> _What is needed_: Edit the teen-parent experiment prompt by giving it again from "Answer the following" up to and including "length volatility, churn).", with "success metrics" changed to "target metrics".

> _Selected excerpt_:
·····

Design and critique teen-parent impact experiment
Company: Meta
Role: Data Scientist
Category: Analytics & Experimentation
Difficulty: hard
Interview Round: Technical Screen
Meta plans to let parents register and link to their teen’s account. Leaders worry about negative impacts on teens (e.g., well-being, engagement quality). Design a study to estimate the causal effect of parental registration on teens.
Answer the following precisely:
1) Define success metrics and guardrails: list primary/secondary outcomes, directionality, and minimal detectable effect assumptions. Include concrete examples (e.g., time on platform, harmful-content impressions, report/mute rates, session length volatility, churn).
2) Experimental design: choose the unit of randomization (teen, parent, household, or cluster by social graph) and justify it under potential interference/SUTVA violations (e.g., messages between linked family members, peer spillovers). Propose a practical assignment mechanism (e.g., encouragement design, stepped-wedge rollout) and the exposure definition.
3) Power and duration: outline sample sizing inputs, expected compliance/takeup, and how you’d handle staggered adoption and late joiners.
4) Measurement and attribution: specify ITT vs. TOT, handling of partial compliance, mislinking, and attrition. Propose CUPED/covariate adjustment to improve precision.
5) Threats to validity and mitigations: identify at least five concrete risks (e.g., selection bias of families who opt in, network interference, policy-induced behavior changes, seasonality/back-to-school, measurement error in well-being proxies). For each, give a mitigation (e.g., household-level randomization, graph clustering, pre-exposure matching, difference-in-differences with teen fixed effects, synthetic controls, instrumental variables, exclusion windows).
6) If an RCT is infeasible, propose a credible quasi-experiment: specify the design (e.g., regression discontinuity at age thresholds, instrument via exogenous invite timing, diff-in-diff on the same teens before/after with matched controls), identification assumptions, diagnostics, and robustness checks.
7) Ethics and safety: define eligibility filters, safety holdouts, monitoring, and stop conditions for adverse outcomes. Describe how you’d communicate results and make a launch decision under uncertainty.
Quick Answer: This question evaluates a data scientist's competency in causal inference and experimental design for measuring the impact of parental registration and account linking on teen outcomes, including metric definition, power analysis, compliance, measurement, and ethical safeguards.

·····

> _Material provided_:

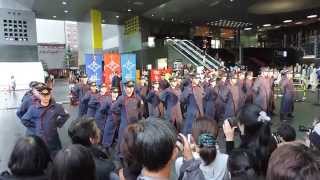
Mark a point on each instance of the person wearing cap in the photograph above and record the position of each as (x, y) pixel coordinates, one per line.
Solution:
(95, 104)
(129, 107)
(222, 100)
(242, 88)
(79, 91)
(31, 97)
(261, 91)
(288, 93)
(116, 81)
(192, 96)
(170, 97)
(45, 118)
(248, 83)
(94, 98)
(154, 106)
(85, 110)
(210, 99)
(142, 91)
(314, 137)
(233, 104)
(112, 120)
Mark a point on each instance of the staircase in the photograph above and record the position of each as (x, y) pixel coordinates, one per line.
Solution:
(193, 54)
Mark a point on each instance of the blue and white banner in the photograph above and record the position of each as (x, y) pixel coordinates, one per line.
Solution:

·····

> _Answer_:
Answer the following precisely:
1) Define target metrics and guardrails: list primary/secondary outcomes, directionality, and minimal detectable effect assumptions. Include concrete examples (e.g., time on platform, harmful-content impressions, report/mute rates, session length volatility, churn).